Selected extract:
-------------------------

“Go wipe your nose!” This was my empty prompt I made to my almost two-year-old yesterday. I never actually believed she would do it. But just like that she toddled into the bathroom, ripped off a piece of toilet paper, wiped her nose, placed it in the trash…and moved out for college. Ok, fine. Slight exaggeration. But it was the first moment I felt a tinge of baby hunger. My baby is a kid!
My mind raced through the last two years. She’s grown so fast. Who am I kidding, I HAVE GROWN SO FAST! It took 22-years of prep work, education, internships, college, critiques and do overs to turn me into a news reporter and career woman. But there is no formal training for motherhood. Overnight I was thrown into a whirlwind of full time doctor, milk-cow, cook, maid and caregiver. The last two years have been boot camp, as far as I am concerned. But just like any good kick-butt workout, the feel good part makes it alllll worth it.
Now that my baby is almost a kid, I thought it is time to sit down a list of things I wish I knew before day one of motherhood. The good. The bad. And the absolutely disgusting.
10. Shower. Disturbing that I even have to write that out. But all Mom friends agree that it becomes a rare commodity in the early stages of motherhood. Your baby will thank you and you will feel like a new woman. When all else fails, get out of your pj’s. Spruce yourself up. Care for yourself. It’s not selfish. It’s good for the whole family…just ask your husband.

-------------------------

Point placement entries:
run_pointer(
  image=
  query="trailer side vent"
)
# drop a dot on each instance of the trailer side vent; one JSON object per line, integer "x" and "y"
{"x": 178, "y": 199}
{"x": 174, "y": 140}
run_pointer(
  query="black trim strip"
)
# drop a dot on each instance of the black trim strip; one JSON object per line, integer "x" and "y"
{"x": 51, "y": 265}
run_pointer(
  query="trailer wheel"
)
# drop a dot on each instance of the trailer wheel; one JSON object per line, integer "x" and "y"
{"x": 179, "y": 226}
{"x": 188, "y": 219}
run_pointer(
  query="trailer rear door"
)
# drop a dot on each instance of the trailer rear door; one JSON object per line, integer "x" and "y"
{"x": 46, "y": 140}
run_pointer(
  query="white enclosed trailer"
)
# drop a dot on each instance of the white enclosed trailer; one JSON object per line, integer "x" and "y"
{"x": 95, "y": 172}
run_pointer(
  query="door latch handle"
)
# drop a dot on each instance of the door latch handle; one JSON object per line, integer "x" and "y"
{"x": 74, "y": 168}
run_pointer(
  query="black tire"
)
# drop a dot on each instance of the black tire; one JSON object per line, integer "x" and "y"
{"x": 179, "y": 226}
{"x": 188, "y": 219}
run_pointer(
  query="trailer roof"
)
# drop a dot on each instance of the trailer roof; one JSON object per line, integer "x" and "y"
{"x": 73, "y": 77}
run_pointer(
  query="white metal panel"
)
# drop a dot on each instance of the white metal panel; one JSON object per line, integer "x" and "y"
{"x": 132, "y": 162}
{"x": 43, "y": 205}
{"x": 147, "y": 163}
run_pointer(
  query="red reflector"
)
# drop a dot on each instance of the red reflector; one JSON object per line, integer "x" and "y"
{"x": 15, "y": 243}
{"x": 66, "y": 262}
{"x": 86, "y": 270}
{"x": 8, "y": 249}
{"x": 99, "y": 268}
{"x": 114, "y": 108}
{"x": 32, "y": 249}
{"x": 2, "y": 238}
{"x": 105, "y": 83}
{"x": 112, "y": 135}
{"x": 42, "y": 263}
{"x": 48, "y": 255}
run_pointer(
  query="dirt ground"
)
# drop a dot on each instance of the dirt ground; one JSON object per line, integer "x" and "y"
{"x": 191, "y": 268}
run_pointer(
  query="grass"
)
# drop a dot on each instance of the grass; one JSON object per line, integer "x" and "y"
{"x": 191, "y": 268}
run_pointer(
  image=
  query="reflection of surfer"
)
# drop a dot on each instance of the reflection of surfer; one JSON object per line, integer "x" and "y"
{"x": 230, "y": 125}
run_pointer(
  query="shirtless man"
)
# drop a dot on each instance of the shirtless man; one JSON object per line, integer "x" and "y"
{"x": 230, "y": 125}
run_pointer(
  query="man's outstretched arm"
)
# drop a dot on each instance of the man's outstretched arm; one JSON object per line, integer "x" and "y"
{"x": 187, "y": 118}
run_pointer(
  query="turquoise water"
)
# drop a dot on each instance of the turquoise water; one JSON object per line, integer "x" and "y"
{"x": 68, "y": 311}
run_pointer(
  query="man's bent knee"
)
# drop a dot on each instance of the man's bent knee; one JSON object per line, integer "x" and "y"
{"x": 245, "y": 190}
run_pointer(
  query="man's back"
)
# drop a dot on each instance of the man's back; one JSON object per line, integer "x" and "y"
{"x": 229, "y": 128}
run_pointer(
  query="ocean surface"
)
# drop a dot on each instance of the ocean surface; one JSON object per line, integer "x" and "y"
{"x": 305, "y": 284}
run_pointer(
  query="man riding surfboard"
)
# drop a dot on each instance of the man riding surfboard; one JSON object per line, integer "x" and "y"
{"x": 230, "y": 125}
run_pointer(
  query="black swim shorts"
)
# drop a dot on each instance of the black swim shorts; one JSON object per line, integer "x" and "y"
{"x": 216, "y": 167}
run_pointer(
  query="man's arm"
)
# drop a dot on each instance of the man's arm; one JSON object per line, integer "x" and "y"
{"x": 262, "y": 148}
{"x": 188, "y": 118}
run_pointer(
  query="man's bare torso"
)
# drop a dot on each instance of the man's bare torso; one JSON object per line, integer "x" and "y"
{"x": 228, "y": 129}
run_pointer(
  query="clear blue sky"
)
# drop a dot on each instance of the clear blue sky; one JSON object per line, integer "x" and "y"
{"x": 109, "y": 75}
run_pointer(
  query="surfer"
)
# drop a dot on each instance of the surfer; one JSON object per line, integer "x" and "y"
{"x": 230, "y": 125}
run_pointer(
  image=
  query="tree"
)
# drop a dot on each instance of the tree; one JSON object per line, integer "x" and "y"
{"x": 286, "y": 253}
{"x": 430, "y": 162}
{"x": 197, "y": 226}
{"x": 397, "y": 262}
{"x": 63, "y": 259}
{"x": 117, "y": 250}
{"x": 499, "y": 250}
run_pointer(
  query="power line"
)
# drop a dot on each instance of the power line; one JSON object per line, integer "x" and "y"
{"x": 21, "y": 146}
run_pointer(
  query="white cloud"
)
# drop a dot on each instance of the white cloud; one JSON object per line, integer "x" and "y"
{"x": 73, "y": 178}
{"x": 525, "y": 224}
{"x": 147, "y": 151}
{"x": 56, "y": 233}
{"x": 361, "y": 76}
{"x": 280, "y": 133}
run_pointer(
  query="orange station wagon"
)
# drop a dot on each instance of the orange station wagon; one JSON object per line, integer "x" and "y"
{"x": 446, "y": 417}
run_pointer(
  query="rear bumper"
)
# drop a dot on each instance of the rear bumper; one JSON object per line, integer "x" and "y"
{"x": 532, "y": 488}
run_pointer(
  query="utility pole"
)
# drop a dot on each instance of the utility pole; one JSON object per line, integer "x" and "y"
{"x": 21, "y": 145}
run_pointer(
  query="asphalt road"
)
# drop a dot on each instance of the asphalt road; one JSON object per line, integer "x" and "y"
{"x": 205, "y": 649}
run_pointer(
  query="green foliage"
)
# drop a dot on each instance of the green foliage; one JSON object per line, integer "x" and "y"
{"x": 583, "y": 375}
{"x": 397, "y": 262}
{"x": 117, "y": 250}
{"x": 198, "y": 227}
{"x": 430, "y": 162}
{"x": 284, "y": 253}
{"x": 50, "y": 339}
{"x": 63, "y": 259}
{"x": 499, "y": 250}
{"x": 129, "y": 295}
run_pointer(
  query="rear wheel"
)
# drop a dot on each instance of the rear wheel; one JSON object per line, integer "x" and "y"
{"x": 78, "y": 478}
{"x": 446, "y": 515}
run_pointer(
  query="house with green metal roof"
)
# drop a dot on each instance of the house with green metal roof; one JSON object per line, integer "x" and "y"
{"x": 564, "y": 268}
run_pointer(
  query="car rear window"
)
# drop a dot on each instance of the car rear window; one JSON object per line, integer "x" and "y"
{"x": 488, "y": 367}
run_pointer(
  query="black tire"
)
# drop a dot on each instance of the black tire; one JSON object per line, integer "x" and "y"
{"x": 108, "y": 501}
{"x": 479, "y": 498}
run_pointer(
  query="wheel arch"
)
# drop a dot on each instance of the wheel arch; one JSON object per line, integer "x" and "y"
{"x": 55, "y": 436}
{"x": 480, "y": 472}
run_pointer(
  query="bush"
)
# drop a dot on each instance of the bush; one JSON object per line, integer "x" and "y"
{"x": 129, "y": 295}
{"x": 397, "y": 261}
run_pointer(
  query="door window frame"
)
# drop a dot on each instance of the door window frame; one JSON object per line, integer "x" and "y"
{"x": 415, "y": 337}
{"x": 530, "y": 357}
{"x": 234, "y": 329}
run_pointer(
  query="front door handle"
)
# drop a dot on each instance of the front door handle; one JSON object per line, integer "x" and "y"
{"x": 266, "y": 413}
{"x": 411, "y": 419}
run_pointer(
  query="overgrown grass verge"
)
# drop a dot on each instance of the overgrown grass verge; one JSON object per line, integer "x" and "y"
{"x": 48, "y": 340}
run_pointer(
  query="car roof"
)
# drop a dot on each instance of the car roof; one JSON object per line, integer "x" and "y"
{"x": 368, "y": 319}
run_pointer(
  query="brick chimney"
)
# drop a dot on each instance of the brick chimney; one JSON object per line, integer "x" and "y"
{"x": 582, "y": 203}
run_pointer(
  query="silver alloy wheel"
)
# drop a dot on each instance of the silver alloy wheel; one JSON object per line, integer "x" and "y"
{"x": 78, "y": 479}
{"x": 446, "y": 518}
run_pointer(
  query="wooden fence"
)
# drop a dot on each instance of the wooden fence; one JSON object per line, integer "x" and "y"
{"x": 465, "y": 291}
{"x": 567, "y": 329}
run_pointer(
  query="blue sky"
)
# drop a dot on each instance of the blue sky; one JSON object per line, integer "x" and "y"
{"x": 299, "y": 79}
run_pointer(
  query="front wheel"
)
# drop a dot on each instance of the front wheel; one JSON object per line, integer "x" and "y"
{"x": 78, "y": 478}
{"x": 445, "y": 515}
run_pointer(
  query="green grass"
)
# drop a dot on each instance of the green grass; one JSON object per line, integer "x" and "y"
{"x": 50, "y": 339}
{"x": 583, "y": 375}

-------------------------

Task list:
• 1. From the motherhood post, reproduce the passage verbatim: begin at the words "Now that my" and stop after "ask your husband.".
• 2. List every role the motherhood post says the writer was thrown into overnight.
• 3. Answer these questions from the motherhood post:
(a) How many years of preparation does the writer say it took to become a news reporter and career woman?
(b) Where did the toddler put the toilet paper after wiping her nose?
(c) What number is given to the item about showering?

Solutions to the exercise:
• 1.
Now that my baby is almost a kid, I thought it is time to sit down a list of things I wish I knew before day one of motherhood. The good. The bad. And the absolutely disgusting.
10. Shower. Disturbing that I even have to write that out. But all Mom friends agree that it becomes a rare commodity in the early stages of motherhood. Your baby will thank you and you will feel like a new woman. When all else fails, get out of your pj’s. Spruce yourself up. Care for yourself. It’s not selfish. It’s good for the whole family…just ask your husband.

• 2.
full time doctor
milk-cow
cook
maid
caregiver

• 3.
(a) 22 years
(b) In the trash
(c) 10